» OBJECTIVE A
Convert the rows running from the line that contains "of the wall." through the line that contains "[(331, 54)]" into a JSON list of strings, one string per line, leaving out any blank lines.

When it comes to your vehicle, a “modification” is anything that alters its appearance or the way it drives. From purely cosmetic to performance-enhancing, vehicle modifications can include things like aftermarket window tinting, special exhaust systems or mufflers, lifted or lowered suspensions, custom paintjobs and banners, spoilers and skirt kits, wheelchair lifts and hand controls, nitrous oxide, low-profile tires, and under-body lighting.
Your insurance company may allow certain modifications (and may even cover them if they get damaged), while others could affect your coverage. If you’re thinking about modifying your vehicle — or buying a vehicle that was modified after it left the manufacturer — it’s important to learn how the modification could affect your insurance and let your insurer know about it right away. Failing to let your insurer know about any vehicle modification (even one that’s allowed) could lead to a denied claim or cancelled coverage.
What modifications are covered by car insurance?
Generally speaking, modifications for accessibility, appearance, or safety purposes are probably safe, and they could even be covered by your insurance policy if they’re damaged in a collision.
Modifications installed for accessibility purposes
Vehicle modifications that are installed to accommodate individuals with disabilities (wheelchair lifts, hand controls, and customized seat systems, for example), likely won’t affect your coverage, but they may affect your premium if they increase your vehicle’s value. It’s important to let your broker know about accessibility changes so they can make sure you have the right coverage — and hang onto your receipts so your insurer knows how much you paid for the modifications in the event of a claim.
Modifications that will only affect your vehicle’s appearance
Most cosmetic modifications that only alter your car’s physical appearance (like custom paintwork, banners, and spoilers) likely won’t affect your insurance unless they significantly increase your vehicle’s value or increase your chances of being involved in a collision.
Safety or security modifications
Aftermarket safety features (like enhanced braking systems) or anti-theft devices (like security systems, alarms, and steering wheel locks) likely won’t affect your insurance coverage — and some may even qualify you for a discount on your premium.

Pointing and labeling entries

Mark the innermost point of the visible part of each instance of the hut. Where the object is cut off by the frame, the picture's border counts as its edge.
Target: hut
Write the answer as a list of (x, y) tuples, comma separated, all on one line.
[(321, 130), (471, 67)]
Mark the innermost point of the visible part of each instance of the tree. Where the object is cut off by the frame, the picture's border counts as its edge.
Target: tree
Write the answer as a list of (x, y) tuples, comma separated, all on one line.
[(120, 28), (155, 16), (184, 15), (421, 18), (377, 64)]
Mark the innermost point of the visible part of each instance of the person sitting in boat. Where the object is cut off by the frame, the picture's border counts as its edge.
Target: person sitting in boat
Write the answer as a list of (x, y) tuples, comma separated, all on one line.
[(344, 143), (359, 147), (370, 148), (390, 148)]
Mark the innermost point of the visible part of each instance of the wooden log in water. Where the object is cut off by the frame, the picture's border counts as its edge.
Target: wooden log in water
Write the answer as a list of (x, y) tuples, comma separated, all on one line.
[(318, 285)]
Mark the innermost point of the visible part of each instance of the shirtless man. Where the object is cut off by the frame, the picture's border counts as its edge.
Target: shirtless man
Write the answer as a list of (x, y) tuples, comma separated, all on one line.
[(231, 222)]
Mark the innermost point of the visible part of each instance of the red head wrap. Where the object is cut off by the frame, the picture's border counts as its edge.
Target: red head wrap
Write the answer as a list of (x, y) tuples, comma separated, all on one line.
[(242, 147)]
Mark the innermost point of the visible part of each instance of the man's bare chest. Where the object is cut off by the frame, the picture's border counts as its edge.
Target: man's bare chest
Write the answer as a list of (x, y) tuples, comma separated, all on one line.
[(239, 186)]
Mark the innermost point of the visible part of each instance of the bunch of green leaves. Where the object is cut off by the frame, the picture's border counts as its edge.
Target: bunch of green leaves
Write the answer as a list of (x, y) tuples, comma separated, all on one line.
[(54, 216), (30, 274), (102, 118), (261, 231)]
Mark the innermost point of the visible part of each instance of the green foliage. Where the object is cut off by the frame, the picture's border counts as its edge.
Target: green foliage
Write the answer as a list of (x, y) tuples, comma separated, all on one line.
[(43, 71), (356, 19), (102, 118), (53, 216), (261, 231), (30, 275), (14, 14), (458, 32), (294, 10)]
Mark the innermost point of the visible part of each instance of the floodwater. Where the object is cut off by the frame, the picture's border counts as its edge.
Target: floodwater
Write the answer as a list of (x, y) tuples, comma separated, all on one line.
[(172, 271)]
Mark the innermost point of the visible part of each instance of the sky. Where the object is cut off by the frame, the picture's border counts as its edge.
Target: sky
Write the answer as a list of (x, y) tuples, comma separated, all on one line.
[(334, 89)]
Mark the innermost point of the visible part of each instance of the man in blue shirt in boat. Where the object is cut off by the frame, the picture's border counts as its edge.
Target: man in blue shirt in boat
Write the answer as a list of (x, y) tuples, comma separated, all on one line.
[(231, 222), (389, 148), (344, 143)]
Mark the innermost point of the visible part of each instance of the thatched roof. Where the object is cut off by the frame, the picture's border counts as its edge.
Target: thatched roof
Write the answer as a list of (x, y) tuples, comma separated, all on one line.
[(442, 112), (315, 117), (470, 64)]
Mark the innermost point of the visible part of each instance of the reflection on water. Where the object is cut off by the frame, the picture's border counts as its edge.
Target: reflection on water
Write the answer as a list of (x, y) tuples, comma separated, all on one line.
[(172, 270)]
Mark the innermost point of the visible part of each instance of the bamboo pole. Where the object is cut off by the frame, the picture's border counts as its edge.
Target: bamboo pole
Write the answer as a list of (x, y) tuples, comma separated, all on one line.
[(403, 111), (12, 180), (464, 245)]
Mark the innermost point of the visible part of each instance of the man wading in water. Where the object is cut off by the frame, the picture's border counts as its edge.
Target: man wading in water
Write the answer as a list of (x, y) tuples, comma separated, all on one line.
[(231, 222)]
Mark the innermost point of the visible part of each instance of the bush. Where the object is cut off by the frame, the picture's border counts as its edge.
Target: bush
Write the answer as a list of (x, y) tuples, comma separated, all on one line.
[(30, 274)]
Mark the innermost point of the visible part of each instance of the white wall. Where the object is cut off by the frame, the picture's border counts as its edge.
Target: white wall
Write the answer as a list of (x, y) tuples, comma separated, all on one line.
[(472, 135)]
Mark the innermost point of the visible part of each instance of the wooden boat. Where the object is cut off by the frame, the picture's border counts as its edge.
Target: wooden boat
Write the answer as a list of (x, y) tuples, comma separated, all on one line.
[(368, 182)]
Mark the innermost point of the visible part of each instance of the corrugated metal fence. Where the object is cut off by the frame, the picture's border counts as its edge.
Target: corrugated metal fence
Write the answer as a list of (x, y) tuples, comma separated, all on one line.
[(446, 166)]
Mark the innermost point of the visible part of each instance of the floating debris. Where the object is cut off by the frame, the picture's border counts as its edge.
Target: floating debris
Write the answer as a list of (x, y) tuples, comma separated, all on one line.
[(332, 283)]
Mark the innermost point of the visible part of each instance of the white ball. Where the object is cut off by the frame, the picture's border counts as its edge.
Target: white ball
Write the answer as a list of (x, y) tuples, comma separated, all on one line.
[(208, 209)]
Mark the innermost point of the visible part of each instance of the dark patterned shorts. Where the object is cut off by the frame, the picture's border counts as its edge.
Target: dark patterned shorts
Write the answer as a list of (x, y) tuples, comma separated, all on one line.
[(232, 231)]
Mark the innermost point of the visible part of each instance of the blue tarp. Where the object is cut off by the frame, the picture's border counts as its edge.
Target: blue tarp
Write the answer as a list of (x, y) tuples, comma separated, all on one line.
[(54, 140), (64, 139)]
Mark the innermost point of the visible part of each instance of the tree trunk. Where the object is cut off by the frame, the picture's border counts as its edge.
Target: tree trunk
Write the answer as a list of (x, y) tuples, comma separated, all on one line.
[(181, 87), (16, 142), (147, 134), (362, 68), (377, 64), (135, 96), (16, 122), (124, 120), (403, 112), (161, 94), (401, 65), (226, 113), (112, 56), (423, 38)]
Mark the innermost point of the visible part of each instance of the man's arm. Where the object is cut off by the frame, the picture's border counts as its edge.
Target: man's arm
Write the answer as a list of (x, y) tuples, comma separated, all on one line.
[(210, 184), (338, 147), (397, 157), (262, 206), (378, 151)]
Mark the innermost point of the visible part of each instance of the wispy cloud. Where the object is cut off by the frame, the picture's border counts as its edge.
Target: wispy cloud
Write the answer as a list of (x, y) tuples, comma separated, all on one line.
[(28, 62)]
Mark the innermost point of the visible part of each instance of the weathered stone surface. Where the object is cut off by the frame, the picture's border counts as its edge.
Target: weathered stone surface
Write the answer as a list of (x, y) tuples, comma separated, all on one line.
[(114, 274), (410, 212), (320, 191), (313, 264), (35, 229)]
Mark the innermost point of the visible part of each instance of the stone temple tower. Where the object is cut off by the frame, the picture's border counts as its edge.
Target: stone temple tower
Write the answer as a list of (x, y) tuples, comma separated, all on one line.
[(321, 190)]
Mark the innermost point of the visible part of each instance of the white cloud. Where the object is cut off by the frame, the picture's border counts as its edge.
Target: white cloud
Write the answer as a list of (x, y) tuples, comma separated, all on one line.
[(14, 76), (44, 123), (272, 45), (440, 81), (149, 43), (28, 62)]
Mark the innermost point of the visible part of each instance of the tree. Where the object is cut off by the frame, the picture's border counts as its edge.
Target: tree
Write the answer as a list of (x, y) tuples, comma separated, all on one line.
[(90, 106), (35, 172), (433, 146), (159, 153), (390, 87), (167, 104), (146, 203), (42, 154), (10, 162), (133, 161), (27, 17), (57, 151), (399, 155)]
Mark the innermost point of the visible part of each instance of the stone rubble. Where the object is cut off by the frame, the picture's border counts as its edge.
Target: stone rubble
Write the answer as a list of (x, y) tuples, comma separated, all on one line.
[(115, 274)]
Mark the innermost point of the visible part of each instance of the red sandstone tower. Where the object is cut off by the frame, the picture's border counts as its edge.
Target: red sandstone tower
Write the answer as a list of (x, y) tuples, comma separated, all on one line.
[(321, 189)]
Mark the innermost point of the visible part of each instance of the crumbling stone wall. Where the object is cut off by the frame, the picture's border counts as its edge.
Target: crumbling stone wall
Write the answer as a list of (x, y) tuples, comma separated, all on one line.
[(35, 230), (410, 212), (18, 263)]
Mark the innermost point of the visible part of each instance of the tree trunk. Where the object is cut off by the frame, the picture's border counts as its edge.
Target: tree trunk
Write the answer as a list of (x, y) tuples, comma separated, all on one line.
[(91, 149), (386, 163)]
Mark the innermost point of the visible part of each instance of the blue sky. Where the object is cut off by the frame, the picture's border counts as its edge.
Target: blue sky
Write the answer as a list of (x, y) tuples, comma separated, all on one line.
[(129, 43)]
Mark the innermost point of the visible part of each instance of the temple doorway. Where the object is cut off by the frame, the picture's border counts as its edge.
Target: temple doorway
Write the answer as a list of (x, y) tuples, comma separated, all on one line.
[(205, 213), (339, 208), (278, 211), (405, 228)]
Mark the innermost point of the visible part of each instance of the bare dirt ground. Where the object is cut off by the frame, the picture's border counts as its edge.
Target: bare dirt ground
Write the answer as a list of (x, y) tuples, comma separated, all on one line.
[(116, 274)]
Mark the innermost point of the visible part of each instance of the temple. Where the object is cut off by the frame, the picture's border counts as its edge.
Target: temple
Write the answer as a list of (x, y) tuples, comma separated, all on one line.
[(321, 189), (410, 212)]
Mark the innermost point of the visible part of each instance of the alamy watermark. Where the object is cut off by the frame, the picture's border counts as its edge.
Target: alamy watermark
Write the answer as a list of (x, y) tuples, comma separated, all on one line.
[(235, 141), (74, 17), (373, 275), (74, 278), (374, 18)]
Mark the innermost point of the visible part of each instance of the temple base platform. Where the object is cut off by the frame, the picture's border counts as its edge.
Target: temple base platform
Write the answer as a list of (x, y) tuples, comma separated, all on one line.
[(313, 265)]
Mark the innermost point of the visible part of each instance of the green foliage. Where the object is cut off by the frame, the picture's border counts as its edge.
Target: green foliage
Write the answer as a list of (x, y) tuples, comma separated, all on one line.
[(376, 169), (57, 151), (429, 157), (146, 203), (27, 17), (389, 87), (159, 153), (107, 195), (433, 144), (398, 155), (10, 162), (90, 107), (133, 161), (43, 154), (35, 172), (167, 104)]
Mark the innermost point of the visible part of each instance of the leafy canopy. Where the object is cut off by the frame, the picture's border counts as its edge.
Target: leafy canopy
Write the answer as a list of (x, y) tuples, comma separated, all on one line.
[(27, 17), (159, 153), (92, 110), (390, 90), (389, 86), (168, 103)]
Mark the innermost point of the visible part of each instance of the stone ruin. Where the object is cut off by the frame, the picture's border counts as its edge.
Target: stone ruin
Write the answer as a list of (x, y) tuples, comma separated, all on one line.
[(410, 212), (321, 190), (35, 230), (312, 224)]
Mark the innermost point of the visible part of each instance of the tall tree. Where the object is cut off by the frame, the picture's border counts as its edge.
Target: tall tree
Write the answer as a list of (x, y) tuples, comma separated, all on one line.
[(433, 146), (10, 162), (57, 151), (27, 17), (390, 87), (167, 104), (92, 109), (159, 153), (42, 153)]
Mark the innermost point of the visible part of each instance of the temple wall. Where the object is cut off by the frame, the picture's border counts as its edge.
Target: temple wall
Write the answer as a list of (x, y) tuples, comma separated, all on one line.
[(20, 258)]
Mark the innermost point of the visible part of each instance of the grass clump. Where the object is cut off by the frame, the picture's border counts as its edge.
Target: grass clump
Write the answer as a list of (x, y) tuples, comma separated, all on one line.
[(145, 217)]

---

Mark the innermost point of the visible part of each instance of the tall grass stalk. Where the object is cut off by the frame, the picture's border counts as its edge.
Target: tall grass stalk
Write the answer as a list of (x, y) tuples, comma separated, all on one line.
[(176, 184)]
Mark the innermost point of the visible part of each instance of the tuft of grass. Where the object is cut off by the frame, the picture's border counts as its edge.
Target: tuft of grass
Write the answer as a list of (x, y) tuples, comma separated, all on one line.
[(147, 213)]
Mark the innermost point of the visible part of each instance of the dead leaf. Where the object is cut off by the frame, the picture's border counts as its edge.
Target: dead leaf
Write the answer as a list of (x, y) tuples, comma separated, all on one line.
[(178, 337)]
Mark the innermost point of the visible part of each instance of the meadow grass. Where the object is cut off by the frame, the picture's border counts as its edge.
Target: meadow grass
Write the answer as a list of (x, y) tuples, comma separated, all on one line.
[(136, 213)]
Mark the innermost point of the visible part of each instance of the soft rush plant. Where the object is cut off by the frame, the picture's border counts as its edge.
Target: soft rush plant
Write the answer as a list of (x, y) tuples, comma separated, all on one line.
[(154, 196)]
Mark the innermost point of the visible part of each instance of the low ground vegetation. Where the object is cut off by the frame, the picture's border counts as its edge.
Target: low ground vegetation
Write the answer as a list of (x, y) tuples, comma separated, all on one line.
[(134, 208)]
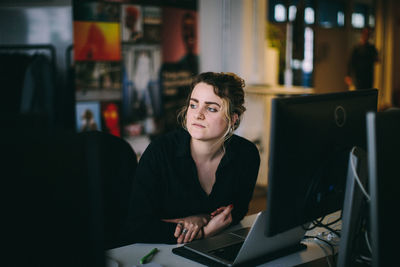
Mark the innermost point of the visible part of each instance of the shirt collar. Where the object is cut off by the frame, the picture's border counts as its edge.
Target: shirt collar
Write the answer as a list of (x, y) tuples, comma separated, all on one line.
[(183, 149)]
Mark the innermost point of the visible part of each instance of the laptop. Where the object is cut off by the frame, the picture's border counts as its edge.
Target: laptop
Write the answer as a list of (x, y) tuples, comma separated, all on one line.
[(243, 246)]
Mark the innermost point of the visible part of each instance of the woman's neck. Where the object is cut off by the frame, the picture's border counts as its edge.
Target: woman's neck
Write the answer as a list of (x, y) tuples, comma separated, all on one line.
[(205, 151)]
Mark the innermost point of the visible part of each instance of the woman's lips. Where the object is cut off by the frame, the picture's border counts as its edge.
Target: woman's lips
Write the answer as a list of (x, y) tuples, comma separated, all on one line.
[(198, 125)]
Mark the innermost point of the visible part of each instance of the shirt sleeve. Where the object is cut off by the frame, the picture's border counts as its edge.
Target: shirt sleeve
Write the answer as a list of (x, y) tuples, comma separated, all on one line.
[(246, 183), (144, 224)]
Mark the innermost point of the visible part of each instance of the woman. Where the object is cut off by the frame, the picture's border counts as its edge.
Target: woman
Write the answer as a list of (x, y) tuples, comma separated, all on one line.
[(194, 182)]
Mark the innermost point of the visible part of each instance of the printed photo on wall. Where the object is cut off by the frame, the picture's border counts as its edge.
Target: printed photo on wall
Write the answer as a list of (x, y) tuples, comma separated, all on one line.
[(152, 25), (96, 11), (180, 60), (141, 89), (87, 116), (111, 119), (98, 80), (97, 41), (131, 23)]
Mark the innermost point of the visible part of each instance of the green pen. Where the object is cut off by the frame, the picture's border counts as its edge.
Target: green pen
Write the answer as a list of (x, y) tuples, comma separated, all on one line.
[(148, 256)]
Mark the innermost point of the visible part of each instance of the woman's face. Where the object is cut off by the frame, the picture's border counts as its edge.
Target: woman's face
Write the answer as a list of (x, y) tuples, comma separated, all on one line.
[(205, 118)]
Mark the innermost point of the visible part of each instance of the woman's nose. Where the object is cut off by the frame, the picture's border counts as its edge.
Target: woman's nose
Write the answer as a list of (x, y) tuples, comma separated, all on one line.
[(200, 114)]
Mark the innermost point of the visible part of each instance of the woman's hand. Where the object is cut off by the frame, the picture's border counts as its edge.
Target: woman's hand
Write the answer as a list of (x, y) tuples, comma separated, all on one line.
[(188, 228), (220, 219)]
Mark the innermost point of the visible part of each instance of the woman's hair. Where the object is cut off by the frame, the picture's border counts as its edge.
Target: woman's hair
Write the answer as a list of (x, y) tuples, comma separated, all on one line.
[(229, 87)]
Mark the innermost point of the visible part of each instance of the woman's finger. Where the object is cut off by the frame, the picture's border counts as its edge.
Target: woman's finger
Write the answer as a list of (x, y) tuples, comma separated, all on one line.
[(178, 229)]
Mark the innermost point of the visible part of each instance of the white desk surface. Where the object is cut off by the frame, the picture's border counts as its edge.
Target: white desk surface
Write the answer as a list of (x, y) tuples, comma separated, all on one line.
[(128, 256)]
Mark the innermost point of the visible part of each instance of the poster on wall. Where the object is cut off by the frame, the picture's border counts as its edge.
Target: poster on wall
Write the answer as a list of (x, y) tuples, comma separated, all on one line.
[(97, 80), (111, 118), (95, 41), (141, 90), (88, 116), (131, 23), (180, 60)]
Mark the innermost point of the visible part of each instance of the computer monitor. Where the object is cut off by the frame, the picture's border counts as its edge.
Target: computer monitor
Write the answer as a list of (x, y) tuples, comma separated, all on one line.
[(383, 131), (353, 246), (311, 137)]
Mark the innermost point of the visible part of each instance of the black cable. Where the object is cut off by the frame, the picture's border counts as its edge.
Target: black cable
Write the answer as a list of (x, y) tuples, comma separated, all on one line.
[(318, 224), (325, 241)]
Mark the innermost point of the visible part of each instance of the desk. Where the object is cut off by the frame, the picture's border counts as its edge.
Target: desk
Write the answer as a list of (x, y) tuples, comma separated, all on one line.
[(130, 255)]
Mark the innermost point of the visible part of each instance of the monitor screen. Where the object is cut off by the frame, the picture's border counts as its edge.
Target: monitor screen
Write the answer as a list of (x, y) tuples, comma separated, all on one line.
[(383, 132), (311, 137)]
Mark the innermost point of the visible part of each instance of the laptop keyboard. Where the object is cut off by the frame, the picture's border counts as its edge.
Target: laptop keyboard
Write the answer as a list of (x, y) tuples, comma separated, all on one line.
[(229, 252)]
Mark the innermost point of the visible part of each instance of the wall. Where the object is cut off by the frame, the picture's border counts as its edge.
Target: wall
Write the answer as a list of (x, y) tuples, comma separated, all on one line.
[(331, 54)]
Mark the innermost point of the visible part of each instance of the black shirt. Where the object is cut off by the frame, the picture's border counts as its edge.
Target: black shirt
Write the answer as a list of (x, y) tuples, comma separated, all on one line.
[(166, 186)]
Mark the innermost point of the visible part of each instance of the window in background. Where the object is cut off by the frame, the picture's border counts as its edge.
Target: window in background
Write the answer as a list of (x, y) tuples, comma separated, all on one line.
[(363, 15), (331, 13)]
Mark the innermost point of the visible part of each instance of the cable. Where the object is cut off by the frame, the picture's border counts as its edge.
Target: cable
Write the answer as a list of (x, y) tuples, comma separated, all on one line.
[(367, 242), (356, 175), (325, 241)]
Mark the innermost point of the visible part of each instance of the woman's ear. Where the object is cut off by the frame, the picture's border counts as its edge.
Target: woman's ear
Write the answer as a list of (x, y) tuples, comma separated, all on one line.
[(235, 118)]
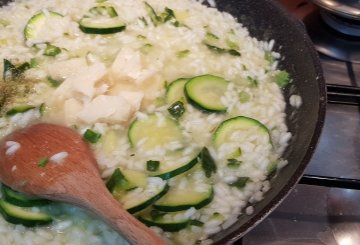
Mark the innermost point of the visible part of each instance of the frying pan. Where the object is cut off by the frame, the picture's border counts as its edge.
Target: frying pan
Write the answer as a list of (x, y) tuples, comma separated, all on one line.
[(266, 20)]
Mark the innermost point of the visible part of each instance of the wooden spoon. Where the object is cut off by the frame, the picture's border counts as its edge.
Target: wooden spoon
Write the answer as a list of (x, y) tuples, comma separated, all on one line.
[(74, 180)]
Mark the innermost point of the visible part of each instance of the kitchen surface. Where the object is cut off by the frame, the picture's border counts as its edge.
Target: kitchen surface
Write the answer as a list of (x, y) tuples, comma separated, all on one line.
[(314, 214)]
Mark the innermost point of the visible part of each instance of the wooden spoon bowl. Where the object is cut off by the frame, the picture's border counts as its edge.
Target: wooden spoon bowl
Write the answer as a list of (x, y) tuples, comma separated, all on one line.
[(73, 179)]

» OBJECTIVE B
According to the text on vehicle modifications and insurance, what could result from failing to tell your insurer about a vehicle modification?

» RESULT A
[
  "Mark the innermost point of the visible part of each instance of the wall. Where the object is cut off by the frame, the picture's border counts as its edge.",
  "Target: wall",
  "Write the answer as a list of (x, y) tuples, comma separated, all on one line.",
  "[(331, 54)]"
]

» RESULT B
A denied claim or cancelled coverage.